- _Set problem_:
Swap "utility pole" for "power pole" in the rows from the line with "Would you mind pinning the rear" through the end of the rows. Copy them with no other changes.

-- Start Dataset rows --

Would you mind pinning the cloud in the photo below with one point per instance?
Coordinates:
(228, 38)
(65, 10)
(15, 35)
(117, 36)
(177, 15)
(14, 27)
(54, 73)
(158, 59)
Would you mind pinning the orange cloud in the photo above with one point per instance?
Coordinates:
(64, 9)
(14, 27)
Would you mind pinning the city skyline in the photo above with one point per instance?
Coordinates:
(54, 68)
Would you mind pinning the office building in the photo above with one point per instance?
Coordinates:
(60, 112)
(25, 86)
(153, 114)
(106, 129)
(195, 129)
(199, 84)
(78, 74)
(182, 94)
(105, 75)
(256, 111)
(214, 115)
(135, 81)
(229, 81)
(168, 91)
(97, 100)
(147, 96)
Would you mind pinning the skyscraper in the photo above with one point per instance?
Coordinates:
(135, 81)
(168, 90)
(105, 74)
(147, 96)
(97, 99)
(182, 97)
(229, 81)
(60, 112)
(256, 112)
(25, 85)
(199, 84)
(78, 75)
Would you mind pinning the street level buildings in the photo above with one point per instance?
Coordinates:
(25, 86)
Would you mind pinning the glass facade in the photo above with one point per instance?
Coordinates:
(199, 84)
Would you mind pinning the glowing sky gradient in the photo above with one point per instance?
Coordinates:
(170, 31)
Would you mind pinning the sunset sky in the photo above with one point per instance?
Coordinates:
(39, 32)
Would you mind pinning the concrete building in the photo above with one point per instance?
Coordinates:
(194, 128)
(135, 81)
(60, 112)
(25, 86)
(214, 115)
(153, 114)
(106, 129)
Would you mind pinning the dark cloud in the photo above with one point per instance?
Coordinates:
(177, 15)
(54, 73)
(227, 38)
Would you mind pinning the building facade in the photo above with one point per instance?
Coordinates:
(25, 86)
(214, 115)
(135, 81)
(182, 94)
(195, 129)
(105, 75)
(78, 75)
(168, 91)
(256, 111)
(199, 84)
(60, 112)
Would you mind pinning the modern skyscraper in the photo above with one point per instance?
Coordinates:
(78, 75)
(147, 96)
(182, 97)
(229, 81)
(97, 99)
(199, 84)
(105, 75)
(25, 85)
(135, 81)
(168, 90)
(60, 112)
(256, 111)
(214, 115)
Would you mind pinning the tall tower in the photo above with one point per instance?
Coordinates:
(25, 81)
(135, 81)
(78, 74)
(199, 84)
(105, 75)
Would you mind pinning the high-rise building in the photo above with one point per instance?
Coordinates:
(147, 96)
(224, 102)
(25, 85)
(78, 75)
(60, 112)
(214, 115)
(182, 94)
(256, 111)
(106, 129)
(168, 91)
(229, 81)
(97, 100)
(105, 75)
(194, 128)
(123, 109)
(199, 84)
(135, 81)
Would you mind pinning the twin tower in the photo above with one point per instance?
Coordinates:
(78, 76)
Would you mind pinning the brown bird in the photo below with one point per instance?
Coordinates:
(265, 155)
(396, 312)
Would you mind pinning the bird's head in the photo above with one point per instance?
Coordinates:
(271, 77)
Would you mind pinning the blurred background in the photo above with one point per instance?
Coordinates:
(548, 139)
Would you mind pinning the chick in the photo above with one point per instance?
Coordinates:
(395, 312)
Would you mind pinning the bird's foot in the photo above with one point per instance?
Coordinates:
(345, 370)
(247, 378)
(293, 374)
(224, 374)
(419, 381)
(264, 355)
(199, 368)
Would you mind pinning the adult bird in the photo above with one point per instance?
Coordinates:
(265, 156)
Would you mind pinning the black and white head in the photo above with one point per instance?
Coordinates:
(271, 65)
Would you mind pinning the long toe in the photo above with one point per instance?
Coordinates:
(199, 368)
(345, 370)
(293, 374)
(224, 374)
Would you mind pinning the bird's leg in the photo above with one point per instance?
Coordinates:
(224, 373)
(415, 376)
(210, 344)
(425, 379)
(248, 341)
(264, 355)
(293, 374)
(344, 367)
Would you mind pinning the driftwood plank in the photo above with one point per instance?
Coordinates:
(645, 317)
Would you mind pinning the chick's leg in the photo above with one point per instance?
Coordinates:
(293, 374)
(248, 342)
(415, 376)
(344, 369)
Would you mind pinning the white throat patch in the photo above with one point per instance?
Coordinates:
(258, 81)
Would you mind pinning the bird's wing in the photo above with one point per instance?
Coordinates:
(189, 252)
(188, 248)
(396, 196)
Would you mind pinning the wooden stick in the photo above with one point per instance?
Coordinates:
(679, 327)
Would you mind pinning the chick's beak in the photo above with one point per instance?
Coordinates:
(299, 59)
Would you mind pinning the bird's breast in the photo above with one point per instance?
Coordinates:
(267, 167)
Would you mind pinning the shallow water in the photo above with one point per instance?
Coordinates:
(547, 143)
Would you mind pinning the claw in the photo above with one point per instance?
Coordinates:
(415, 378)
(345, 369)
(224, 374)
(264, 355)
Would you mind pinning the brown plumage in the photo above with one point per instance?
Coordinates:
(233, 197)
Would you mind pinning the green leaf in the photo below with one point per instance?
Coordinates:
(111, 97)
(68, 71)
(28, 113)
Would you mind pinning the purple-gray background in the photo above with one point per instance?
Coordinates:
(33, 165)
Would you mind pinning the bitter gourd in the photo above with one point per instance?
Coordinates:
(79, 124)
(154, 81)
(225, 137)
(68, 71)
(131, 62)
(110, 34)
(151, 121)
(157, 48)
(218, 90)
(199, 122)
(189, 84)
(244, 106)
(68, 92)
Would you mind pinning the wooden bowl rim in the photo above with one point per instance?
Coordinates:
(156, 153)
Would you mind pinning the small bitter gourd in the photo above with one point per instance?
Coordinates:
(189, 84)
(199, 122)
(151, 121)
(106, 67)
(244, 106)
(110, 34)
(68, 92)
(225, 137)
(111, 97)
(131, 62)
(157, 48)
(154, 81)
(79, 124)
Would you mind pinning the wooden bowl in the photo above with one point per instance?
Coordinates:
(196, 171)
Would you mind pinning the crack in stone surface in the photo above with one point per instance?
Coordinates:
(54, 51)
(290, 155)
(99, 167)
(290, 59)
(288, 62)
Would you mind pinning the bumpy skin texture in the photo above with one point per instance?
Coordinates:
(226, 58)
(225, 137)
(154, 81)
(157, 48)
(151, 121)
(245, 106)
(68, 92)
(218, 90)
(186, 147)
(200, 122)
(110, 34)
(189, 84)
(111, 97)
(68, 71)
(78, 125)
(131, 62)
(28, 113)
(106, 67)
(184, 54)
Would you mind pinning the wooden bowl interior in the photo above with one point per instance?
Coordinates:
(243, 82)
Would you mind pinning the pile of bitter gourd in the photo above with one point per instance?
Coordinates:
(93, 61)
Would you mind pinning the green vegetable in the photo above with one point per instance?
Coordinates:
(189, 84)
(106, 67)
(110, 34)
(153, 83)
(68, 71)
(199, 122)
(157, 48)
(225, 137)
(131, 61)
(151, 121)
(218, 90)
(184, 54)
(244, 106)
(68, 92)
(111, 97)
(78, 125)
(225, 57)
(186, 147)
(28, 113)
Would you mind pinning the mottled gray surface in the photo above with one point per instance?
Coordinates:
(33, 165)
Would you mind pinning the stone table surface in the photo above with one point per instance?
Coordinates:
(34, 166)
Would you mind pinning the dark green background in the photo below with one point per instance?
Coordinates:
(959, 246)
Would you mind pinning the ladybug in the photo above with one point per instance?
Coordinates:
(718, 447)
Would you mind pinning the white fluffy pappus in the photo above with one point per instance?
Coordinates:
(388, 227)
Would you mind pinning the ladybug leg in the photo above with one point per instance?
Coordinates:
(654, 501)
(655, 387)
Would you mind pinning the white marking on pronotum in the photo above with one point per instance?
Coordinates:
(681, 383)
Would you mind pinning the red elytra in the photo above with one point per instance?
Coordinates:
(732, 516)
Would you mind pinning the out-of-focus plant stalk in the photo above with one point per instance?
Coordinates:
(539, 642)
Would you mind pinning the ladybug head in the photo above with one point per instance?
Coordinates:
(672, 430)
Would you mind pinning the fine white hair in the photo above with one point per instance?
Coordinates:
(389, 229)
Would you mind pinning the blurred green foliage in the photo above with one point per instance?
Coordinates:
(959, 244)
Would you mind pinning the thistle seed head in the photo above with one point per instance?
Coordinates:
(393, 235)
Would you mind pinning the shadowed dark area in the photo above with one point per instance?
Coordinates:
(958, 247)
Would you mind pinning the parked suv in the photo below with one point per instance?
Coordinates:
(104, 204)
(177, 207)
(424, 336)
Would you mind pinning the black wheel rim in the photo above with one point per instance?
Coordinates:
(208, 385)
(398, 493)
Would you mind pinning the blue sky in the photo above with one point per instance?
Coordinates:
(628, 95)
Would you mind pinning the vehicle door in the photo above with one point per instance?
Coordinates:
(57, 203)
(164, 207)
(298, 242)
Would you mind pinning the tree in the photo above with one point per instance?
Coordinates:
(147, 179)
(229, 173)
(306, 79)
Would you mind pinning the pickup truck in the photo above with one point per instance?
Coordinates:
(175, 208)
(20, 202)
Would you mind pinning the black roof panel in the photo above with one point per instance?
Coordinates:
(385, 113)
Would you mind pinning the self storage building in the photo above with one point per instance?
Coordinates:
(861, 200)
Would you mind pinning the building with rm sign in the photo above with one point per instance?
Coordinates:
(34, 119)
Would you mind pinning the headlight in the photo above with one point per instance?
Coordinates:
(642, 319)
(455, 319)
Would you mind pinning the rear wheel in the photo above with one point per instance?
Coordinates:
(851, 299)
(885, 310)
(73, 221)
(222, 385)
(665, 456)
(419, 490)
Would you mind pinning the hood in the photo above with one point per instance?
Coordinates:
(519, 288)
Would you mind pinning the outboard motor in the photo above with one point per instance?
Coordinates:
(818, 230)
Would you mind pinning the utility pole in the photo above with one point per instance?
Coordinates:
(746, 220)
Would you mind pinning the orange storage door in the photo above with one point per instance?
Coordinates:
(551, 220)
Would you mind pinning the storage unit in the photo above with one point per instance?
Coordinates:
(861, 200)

-- End Dataset rows --

- _Answer for this exercise_:
Would you mind pinning the rear wheel in the photo above with one point per instance?
Coordinates:
(851, 299)
(885, 310)
(73, 221)
(222, 385)
(665, 456)
(419, 490)
Would you mind pinning the hood in the photo above with one point per instance?
Coordinates:
(519, 288)
Would you mind pinning the outboard motor in the photo above with one point per instance?
Coordinates:
(818, 230)
Would you mind pinning the power pole in the photo above with one point per instance?
Coordinates:
(746, 220)
Would you mind pinning the orange storage door in the photo above with one point per instance?
Coordinates:
(551, 220)
Would you mind pinning the storage unit in the photo above with one point per instance?
Coordinates:
(861, 200)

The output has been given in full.